Extrait du document
4 octobre 2016

REVUE : "Amérique : les années Obama", Recherches internationales (n°106, janvier-mars 2016)

Michel ROGALSKI

Les analystes peinent à caractériser ce qui s’est passé en Turquie le 15 juillet. Coup d’État, contrecoup, purge, reformatage de l’État... Le discours officiel, faisant mention d’un complot de la Confrérie Hizmet – sorte de franc-maçonnerie musulmane – infiltrée dans la haute administration et l’armée et animée par le prédicateur, en exil aux États-Unis depuis dix-sept ans, Fethullah Gülen, ne rencontre qu’une écoute polie, mais non convaincue des chancelleries. Mais tous s’accordent à penser que ce qui s’est passé ainsi que la suite des événements relève de la plus haute importance et pourrait constituer un séisme pour la région, tant le rôle et la place qu’y joue le pays sont essentiels.

Liste des données
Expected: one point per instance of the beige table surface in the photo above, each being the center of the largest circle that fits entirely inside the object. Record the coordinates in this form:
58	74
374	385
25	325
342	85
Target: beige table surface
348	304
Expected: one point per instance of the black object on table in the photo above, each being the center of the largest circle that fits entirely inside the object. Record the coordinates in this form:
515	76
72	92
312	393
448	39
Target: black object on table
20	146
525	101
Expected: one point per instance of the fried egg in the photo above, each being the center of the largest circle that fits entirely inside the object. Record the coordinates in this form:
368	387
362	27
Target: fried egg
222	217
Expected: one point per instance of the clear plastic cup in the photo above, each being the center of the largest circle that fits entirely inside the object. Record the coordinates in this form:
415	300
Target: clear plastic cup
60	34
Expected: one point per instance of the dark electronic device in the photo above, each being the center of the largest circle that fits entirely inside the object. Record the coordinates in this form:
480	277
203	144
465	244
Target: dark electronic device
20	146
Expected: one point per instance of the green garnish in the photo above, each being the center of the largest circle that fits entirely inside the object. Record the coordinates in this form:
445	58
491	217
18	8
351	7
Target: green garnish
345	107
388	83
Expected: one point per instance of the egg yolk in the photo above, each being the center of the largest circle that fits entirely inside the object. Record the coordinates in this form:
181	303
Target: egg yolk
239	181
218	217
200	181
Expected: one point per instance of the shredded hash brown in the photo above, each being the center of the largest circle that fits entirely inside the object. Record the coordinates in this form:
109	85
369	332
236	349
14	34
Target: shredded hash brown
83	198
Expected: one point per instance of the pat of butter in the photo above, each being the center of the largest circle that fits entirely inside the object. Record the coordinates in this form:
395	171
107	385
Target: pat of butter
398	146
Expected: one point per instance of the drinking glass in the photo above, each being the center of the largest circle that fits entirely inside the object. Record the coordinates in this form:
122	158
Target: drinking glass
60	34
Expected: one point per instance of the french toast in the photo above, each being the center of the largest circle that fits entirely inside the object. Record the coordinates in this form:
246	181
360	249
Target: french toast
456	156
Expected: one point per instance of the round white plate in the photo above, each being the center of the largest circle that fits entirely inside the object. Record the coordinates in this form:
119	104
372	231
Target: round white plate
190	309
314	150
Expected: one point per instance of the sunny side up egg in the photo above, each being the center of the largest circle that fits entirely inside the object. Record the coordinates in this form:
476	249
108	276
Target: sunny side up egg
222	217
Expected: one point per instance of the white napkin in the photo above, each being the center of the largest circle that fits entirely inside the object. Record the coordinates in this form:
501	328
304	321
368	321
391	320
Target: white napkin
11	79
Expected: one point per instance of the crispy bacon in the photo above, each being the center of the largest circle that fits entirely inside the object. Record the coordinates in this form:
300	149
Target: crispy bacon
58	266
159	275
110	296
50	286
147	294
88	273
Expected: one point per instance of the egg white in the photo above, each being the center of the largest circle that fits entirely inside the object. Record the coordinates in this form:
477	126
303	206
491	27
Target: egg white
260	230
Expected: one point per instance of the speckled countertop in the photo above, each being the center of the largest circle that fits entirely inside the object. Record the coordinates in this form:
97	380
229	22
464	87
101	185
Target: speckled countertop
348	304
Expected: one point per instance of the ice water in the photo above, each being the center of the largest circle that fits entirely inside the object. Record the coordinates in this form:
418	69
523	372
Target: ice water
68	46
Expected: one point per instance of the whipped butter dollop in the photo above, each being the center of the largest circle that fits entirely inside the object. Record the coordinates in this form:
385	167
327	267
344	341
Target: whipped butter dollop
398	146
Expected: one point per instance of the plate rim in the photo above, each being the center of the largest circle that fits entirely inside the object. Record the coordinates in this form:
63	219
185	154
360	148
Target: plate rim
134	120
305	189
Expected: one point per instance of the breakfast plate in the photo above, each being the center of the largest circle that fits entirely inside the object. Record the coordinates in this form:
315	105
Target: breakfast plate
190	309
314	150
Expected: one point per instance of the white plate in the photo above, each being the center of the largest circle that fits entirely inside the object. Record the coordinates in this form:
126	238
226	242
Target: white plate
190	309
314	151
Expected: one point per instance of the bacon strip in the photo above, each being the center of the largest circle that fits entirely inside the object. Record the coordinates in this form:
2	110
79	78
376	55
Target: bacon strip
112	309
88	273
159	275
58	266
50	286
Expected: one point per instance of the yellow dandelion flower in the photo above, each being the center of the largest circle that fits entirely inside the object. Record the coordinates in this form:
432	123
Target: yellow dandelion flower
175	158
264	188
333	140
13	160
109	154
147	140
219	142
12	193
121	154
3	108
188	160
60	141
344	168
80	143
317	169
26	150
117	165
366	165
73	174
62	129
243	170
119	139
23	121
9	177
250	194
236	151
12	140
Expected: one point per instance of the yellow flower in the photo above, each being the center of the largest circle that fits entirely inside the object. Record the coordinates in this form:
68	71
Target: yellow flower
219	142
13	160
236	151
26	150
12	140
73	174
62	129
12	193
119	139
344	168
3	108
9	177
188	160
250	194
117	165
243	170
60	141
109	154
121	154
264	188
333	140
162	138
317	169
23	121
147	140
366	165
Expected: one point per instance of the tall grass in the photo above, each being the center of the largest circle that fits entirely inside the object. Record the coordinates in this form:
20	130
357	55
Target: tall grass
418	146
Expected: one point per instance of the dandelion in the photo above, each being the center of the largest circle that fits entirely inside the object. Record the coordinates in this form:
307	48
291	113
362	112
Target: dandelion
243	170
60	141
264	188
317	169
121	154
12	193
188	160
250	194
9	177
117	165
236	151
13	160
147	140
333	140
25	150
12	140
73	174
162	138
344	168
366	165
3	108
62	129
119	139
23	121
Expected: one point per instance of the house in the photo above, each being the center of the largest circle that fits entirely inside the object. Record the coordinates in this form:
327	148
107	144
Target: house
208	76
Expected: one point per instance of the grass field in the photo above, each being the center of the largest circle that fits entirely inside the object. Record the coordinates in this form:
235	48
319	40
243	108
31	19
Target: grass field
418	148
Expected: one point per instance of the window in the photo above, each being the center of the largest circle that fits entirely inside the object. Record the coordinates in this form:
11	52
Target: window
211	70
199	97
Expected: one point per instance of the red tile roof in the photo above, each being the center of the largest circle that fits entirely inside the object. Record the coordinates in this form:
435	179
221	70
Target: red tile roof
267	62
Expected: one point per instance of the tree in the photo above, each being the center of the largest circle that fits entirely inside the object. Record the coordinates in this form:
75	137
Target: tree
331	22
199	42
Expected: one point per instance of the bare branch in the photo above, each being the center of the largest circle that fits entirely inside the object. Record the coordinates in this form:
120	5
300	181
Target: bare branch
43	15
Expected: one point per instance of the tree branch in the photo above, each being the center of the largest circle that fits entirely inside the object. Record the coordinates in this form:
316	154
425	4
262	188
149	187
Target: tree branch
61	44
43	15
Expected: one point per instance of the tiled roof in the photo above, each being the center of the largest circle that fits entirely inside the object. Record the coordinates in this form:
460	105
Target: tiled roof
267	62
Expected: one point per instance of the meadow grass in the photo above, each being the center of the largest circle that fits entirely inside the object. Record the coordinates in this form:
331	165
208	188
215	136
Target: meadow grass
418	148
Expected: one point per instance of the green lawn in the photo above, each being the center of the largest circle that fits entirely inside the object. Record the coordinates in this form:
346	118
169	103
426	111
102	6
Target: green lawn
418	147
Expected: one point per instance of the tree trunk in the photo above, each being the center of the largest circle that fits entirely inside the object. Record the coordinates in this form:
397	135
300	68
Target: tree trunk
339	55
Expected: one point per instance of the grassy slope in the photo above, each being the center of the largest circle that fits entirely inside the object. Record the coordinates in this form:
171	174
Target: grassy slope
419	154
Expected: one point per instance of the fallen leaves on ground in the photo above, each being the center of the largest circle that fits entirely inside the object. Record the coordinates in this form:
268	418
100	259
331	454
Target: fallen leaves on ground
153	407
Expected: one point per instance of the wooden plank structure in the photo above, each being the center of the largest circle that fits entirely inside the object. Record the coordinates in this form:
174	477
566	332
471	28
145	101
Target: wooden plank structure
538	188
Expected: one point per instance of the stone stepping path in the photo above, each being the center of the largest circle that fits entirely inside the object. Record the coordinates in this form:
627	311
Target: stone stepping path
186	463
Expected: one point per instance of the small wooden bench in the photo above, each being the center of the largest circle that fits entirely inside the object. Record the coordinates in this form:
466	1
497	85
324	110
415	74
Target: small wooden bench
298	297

Exercices à faire
**1.** Répondez à ces questions sur le texte sur la Turquie :
(a) À quelle date se sont produits les événements en Turquie ?
(b) Où et depuis combien de temps Fethullah Gülen est-il en exil ?
(c) Quel accueil les chancelleries réservent-elles au discours officiel ?
**2.** Poursuivez, s'il vous plaît, le texte sur la Turquie à partir de sa dernière phrase.
La liste n'a aucun lien avec le texte sur la Turquie.

Réponses attendues
**1.**
(a) Le 15 juillet.
(b) Aux États-Unis, depuis dix-sept ans.
(c) Une écoute polie, mais non convaincue.

**2.**
Fidèle pilier de l’Otan, attirée par l’Union européenne avec laquelle elle entretient d’importants échanges, la Turquie apparaissait jusqu’ici comme un pays stable voisinant un océan chaotique, et constituait de ce fait un partenaire pour les grandes puissances, notamment occidentales. Elle avait réussi à ne pas être happée trop centralement par les naufrages irakien et syrien, avait su accueillir plusieurs millions de personnes déplacées du fait de la guerre et était apparue en capacité de tarir avec succès les flux se dirigeant vers l’Europe. Bref, elle était devenue au fil des années, aux yeux de la communauté internationale, le partenaire fiable de la région, aux côtés il est vrai de l’Iran, d’Israël et de l’Arabie saoudite et avait réussi – sauf avec le régime d’Assad – à maintenir, à l’aide d’une diplomatie intelligente, de bonnes relations avec son environnement géographique. Même les liens avec Israël, un temps gelés à la suite de l’arraisonnement de bateaux turcs apportant une aide humanitaire à Gaza, avaient repris permettant aux bateaux d’accoster au sud d’Israël – on imagine pour inspection – pour repartir ensuite vers Gaza.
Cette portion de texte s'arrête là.